Task description:
Copy all lines below containing "request".

Source information:
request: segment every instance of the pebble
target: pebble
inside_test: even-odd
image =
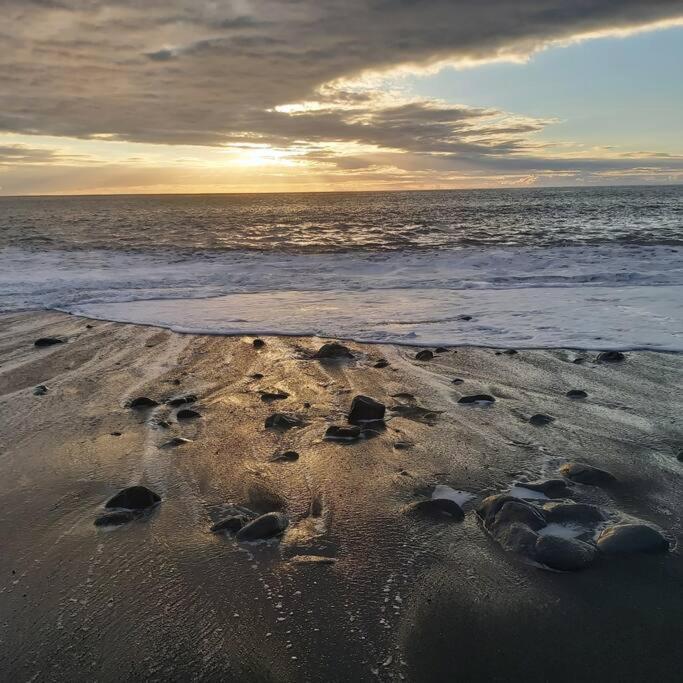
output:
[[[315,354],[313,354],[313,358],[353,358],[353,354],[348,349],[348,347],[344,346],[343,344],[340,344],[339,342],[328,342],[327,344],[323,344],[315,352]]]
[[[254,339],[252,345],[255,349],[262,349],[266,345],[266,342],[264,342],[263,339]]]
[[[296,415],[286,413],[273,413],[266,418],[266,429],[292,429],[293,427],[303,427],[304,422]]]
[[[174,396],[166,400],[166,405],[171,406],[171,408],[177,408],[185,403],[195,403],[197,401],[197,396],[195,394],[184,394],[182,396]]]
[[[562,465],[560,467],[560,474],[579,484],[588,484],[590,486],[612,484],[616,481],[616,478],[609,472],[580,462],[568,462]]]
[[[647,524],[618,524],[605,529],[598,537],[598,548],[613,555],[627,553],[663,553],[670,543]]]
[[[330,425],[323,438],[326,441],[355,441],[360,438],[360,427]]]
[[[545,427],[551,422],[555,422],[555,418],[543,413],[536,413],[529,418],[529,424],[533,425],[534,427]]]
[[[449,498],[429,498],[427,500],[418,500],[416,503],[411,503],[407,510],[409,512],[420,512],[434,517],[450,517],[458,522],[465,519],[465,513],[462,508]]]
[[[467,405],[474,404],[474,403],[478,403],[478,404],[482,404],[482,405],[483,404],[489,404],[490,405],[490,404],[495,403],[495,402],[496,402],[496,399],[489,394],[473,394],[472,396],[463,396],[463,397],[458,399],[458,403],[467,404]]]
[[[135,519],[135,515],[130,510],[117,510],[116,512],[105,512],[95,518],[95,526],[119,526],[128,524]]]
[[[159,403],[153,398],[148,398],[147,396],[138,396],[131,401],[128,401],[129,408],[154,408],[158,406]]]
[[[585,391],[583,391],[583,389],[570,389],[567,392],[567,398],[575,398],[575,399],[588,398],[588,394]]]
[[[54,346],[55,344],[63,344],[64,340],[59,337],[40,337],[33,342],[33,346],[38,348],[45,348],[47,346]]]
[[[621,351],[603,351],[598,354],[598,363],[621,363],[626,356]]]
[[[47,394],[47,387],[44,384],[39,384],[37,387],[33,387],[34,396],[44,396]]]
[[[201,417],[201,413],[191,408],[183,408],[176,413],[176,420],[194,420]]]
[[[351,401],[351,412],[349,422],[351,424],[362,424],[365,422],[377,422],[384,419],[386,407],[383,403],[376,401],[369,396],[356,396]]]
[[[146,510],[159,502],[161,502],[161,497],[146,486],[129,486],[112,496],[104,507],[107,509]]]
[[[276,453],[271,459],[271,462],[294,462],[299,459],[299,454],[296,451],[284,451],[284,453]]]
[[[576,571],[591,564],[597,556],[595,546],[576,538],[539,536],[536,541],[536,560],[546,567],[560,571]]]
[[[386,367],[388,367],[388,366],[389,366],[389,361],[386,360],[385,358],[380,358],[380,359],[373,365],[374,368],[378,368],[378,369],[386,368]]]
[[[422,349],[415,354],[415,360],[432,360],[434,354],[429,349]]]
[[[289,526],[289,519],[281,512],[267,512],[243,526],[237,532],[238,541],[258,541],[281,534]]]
---
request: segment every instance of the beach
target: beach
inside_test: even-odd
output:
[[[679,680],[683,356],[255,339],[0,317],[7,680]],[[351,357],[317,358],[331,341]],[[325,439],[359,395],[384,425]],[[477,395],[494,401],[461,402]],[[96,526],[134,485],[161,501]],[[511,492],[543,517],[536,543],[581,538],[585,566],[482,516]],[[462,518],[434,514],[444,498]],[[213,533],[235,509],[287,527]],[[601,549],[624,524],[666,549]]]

Output of the task:
request: segment every instance of the pebble
request: segment every instance of the beach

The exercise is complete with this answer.